* **Your objective**: Extract the stretch of lines that starts at the line with "Record the location of each instance of the basil" and ends at the last line of the data below. Give it exactly, without pictures.

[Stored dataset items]

──────────

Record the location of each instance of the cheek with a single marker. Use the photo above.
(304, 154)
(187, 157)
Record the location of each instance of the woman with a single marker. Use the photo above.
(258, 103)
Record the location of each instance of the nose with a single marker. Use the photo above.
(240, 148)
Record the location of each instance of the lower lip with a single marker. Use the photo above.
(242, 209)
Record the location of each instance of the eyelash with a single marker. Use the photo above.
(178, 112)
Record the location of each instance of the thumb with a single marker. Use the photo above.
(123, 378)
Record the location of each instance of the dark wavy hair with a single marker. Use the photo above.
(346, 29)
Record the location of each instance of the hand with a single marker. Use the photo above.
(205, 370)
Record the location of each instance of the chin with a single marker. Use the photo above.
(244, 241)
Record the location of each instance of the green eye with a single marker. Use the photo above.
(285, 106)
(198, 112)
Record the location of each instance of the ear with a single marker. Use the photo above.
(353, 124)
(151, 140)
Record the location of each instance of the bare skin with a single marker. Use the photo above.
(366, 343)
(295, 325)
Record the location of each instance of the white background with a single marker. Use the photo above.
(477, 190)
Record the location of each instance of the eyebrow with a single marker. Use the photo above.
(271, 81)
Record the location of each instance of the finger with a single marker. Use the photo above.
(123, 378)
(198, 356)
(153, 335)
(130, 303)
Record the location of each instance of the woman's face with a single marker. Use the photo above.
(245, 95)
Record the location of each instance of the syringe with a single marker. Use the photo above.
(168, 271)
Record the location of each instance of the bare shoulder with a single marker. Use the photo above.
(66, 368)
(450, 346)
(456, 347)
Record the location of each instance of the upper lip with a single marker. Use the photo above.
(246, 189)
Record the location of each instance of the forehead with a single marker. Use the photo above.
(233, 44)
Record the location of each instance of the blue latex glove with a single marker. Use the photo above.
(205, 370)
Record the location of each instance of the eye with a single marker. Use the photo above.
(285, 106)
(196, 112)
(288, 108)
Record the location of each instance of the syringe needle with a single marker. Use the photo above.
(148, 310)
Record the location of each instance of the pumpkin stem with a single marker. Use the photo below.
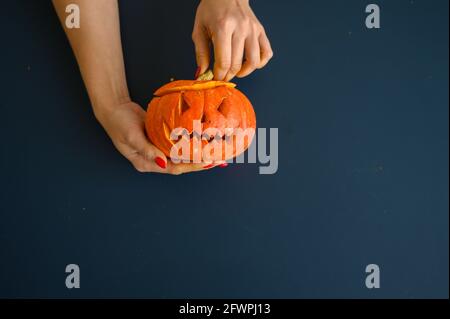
(207, 76)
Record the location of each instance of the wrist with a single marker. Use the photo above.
(102, 107)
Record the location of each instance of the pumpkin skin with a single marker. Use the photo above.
(219, 109)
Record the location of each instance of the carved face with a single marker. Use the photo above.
(214, 113)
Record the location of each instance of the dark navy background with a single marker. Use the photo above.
(363, 162)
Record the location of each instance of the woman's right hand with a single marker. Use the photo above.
(125, 125)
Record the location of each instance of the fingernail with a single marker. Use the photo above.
(160, 162)
(197, 73)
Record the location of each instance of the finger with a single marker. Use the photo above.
(183, 168)
(252, 56)
(237, 55)
(142, 165)
(150, 153)
(222, 54)
(202, 50)
(266, 50)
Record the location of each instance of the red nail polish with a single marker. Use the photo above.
(160, 162)
(197, 73)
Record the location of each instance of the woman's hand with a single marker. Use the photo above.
(125, 124)
(240, 42)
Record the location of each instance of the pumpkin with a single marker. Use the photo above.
(212, 120)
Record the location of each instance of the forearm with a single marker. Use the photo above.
(98, 49)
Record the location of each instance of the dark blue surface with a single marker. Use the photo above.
(363, 170)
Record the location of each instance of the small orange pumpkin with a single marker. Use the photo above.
(210, 111)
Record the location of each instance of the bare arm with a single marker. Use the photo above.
(98, 50)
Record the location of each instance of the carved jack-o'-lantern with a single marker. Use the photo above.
(213, 119)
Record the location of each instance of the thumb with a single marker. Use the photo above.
(202, 49)
(149, 151)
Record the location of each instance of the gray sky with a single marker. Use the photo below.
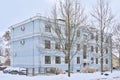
(14, 11)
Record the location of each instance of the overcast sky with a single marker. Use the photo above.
(14, 11)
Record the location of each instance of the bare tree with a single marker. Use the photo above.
(116, 40)
(71, 14)
(103, 20)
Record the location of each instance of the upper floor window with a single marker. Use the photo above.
(92, 36)
(84, 51)
(106, 61)
(78, 60)
(92, 49)
(22, 42)
(78, 33)
(106, 40)
(57, 60)
(96, 49)
(57, 46)
(66, 46)
(47, 60)
(58, 30)
(96, 60)
(22, 28)
(66, 59)
(47, 44)
(47, 28)
(78, 46)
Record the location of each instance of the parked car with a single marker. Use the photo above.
(2, 67)
(15, 70)
(22, 71)
(7, 70)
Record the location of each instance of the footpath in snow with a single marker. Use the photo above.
(115, 75)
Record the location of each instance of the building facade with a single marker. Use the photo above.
(32, 47)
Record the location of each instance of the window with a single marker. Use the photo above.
(57, 46)
(92, 36)
(84, 51)
(57, 60)
(92, 49)
(96, 37)
(78, 60)
(66, 59)
(22, 42)
(78, 46)
(47, 28)
(47, 44)
(96, 60)
(78, 33)
(106, 61)
(22, 28)
(106, 50)
(47, 60)
(92, 60)
(106, 40)
(96, 49)
(58, 30)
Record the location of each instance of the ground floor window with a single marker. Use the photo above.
(47, 60)
(57, 60)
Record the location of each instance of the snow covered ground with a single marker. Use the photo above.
(74, 76)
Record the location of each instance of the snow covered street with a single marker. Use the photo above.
(74, 76)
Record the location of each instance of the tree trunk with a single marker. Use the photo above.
(68, 65)
(101, 52)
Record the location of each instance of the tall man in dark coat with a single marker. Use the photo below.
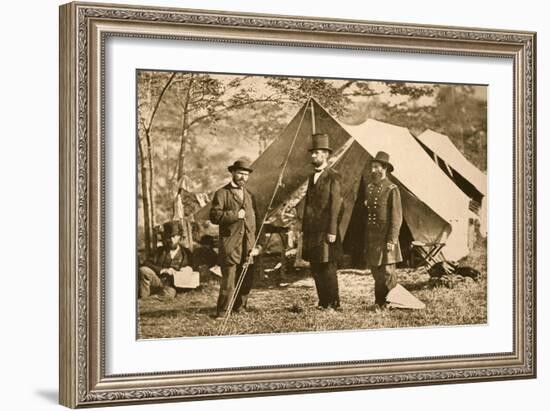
(322, 245)
(384, 219)
(234, 210)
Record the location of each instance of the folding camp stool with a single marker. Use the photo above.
(428, 253)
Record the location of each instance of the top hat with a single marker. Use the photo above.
(383, 158)
(172, 228)
(207, 240)
(319, 141)
(240, 165)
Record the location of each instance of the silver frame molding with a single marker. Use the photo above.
(84, 27)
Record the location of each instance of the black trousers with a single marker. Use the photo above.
(326, 282)
(385, 278)
(230, 278)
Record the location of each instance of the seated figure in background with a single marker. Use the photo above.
(156, 275)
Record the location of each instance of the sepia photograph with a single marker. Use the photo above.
(271, 204)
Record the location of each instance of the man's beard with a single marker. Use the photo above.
(240, 182)
(317, 163)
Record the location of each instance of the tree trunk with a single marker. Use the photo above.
(184, 132)
(147, 226)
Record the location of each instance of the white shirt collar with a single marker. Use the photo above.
(321, 168)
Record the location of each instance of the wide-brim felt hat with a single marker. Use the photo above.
(240, 165)
(172, 228)
(320, 141)
(383, 158)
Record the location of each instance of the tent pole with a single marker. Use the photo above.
(313, 131)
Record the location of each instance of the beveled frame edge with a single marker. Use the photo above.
(83, 28)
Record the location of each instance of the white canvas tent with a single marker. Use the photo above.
(471, 180)
(434, 208)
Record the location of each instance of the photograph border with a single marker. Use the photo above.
(84, 28)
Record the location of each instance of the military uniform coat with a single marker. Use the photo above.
(322, 214)
(235, 233)
(384, 219)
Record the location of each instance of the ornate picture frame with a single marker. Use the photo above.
(84, 29)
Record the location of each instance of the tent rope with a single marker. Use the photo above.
(279, 184)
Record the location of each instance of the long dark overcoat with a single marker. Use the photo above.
(233, 231)
(384, 219)
(322, 215)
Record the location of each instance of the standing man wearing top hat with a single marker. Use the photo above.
(322, 212)
(234, 210)
(384, 219)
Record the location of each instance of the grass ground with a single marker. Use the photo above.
(275, 309)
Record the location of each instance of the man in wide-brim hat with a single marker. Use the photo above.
(322, 213)
(234, 210)
(384, 216)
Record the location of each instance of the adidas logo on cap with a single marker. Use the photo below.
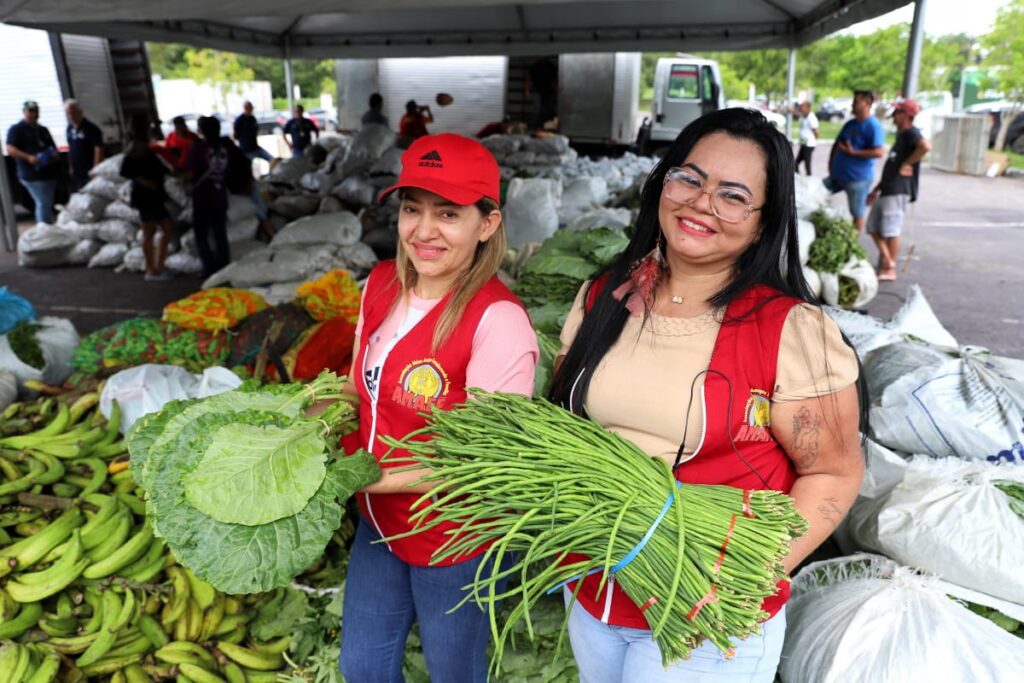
(431, 159)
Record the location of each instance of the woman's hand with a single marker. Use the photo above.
(821, 436)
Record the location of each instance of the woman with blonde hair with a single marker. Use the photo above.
(433, 322)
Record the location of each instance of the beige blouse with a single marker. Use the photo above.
(643, 386)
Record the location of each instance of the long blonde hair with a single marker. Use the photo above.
(486, 260)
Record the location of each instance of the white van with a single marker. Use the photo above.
(686, 87)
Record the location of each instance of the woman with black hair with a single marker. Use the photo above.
(702, 344)
(146, 171)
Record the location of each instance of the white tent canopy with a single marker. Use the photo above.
(321, 29)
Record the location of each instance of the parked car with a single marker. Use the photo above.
(835, 110)
(1015, 136)
(774, 118)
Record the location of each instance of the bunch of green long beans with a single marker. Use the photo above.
(524, 476)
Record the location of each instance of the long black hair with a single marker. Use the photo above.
(773, 259)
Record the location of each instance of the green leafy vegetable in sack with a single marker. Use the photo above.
(25, 345)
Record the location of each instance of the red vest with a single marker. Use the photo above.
(412, 380)
(747, 353)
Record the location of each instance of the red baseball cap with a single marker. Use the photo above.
(458, 168)
(908, 107)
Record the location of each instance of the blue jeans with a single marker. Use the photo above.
(259, 153)
(856, 194)
(42, 193)
(384, 596)
(619, 654)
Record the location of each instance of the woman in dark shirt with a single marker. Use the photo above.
(147, 172)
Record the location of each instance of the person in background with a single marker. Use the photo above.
(702, 345)
(897, 188)
(85, 143)
(414, 123)
(247, 132)
(851, 165)
(179, 141)
(147, 171)
(36, 156)
(433, 322)
(375, 113)
(808, 136)
(302, 131)
(208, 166)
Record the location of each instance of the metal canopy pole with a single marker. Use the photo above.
(913, 52)
(288, 75)
(791, 87)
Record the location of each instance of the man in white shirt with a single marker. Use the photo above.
(808, 136)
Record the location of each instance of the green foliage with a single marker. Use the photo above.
(313, 77)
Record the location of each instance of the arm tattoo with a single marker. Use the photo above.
(806, 431)
(832, 512)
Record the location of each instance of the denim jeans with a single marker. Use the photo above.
(617, 654)
(384, 596)
(42, 193)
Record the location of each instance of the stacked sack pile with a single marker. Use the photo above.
(934, 590)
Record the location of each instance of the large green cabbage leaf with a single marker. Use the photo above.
(237, 558)
(254, 474)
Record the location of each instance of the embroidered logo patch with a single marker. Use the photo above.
(758, 412)
(422, 385)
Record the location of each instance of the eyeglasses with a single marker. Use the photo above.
(728, 204)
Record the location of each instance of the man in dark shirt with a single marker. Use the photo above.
(32, 146)
(246, 132)
(302, 131)
(85, 143)
(898, 186)
(375, 113)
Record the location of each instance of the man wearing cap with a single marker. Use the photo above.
(32, 146)
(897, 188)
(851, 166)
(433, 322)
(85, 143)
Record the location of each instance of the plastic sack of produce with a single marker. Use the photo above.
(42, 246)
(334, 295)
(853, 287)
(971, 406)
(531, 210)
(109, 256)
(213, 309)
(295, 206)
(914, 317)
(8, 388)
(13, 309)
(866, 619)
(341, 228)
(147, 388)
(40, 350)
(958, 519)
(86, 208)
(249, 336)
(140, 340)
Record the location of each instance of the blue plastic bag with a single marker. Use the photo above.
(13, 309)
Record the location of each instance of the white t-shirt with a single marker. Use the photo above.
(807, 127)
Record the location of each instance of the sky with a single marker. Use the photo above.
(941, 16)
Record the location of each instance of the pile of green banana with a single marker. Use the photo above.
(86, 590)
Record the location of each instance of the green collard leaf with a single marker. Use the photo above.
(254, 474)
(561, 264)
(602, 245)
(237, 558)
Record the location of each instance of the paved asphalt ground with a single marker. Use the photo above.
(967, 237)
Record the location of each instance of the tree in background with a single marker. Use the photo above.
(1005, 49)
(206, 66)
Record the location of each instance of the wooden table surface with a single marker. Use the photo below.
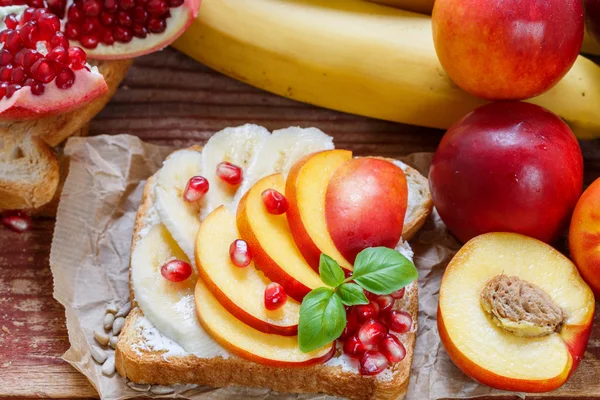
(166, 98)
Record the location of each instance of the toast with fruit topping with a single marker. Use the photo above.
(219, 284)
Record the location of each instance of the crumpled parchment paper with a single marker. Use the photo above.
(90, 261)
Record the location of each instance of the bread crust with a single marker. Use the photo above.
(145, 366)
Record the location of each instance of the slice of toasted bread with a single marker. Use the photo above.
(140, 359)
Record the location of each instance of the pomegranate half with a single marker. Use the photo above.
(40, 73)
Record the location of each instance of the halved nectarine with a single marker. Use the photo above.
(239, 290)
(248, 343)
(273, 247)
(514, 313)
(305, 190)
(584, 236)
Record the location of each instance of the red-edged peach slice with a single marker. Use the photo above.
(365, 205)
(517, 349)
(248, 343)
(305, 190)
(584, 236)
(274, 250)
(239, 290)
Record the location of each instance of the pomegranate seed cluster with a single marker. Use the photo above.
(368, 334)
(21, 62)
(108, 21)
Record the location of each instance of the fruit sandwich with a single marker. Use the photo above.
(274, 260)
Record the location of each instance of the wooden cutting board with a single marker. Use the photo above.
(170, 99)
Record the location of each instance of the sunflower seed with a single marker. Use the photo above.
(158, 389)
(101, 337)
(124, 310)
(98, 355)
(118, 325)
(108, 321)
(108, 368)
(139, 387)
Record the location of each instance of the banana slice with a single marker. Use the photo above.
(168, 305)
(280, 152)
(180, 217)
(235, 145)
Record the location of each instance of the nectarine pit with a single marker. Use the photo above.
(520, 307)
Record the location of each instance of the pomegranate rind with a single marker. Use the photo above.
(88, 86)
(181, 18)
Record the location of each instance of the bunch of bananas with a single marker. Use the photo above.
(359, 57)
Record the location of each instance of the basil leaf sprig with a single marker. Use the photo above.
(379, 270)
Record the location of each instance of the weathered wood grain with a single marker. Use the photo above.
(166, 98)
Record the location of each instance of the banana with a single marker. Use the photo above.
(280, 152)
(180, 217)
(235, 145)
(358, 57)
(168, 305)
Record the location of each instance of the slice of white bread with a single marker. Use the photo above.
(138, 360)
(29, 172)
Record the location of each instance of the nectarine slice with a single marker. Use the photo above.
(305, 189)
(273, 247)
(239, 290)
(525, 343)
(248, 343)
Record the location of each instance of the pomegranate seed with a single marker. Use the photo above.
(43, 71)
(59, 40)
(372, 363)
(11, 89)
(139, 31)
(72, 31)
(139, 14)
(157, 7)
(126, 4)
(364, 312)
(89, 42)
(74, 14)
(156, 25)
(59, 54)
(91, 8)
(65, 78)
(18, 75)
(124, 19)
(372, 332)
(48, 24)
(398, 294)
(240, 253)
(77, 57)
(385, 303)
(6, 73)
(275, 296)
(106, 19)
(195, 189)
(122, 35)
(392, 349)
(176, 270)
(275, 202)
(5, 57)
(399, 321)
(354, 348)
(16, 220)
(230, 173)
(11, 21)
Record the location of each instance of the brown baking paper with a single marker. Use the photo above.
(90, 261)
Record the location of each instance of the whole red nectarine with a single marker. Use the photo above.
(507, 167)
(507, 49)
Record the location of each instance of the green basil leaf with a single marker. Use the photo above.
(382, 271)
(351, 294)
(331, 272)
(322, 319)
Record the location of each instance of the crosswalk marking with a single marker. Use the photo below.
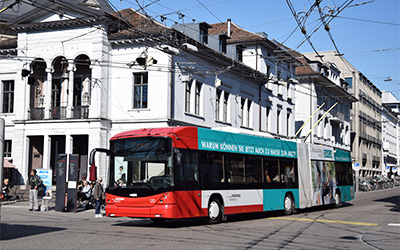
(328, 221)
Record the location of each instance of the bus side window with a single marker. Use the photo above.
(211, 170)
(271, 169)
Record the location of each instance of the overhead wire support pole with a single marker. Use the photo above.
(309, 118)
(322, 117)
(302, 27)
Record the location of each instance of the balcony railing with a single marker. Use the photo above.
(58, 112)
(36, 113)
(80, 112)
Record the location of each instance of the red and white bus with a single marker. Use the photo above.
(189, 172)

──────────

* **Solved problem**:
Record the location of each instance of the basil leaf sprig with a single marker. Use the photo above.
(379, 270)
Record the location of each instance of the weathered wood grain with a single marker. Use the photo above.
(166, 98)
Record the location of each instance of the banana with a single marker. Use the photo above.
(280, 152)
(180, 217)
(235, 145)
(358, 57)
(168, 305)
Record the location of each instance of the slice of white bread with a single marker. Use the photo above.
(138, 360)
(29, 172)
Record the location of each instance of the nectarine slice with a single marker. Use the photo above.
(305, 189)
(273, 247)
(239, 290)
(525, 343)
(248, 343)
Record the location of each instance of the pomegranate seed with a single marker. Use the photo above.
(43, 71)
(59, 40)
(372, 363)
(11, 89)
(139, 31)
(72, 31)
(139, 14)
(157, 7)
(126, 4)
(364, 312)
(89, 42)
(74, 14)
(156, 25)
(59, 54)
(91, 8)
(65, 78)
(18, 75)
(124, 19)
(372, 332)
(48, 24)
(398, 294)
(240, 253)
(77, 57)
(385, 303)
(6, 73)
(275, 296)
(106, 19)
(195, 189)
(122, 35)
(392, 349)
(176, 270)
(275, 202)
(5, 57)
(399, 321)
(354, 348)
(16, 220)
(230, 173)
(11, 21)
Record the location of each instance of the brown baking paper with a single marker. Use the photo above.
(90, 261)
Record the location of each instance of the whole red nectarine with a single marker. Use the photo above.
(507, 167)
(507, 49)
Record the location of each instance of the green basil leaf with a single marker. Use the photo above.
(382, 271)
(351, 294)
(331, 272)
(322, 319)
Record the location of each instance of the crosswalk marking with a single marker. Use the photo below.
(328, 221)
Record the location of each instance of the bus side window with a single marker. Use the photo above.
(211, 170)
(271, 169)
Record the location of each instance of the overhead wire support pole with a single marker. Use the photo above.
(309, 118)
(322, 117)
(302, 27)
Record the location of each instance of the balcony railing with a single marker. Use the photo above.
(58, 112)
(36, 113)
(80, 112)
Record the location of each instance of the red and white bus with a single marker. Use the photo above.
(189, 172)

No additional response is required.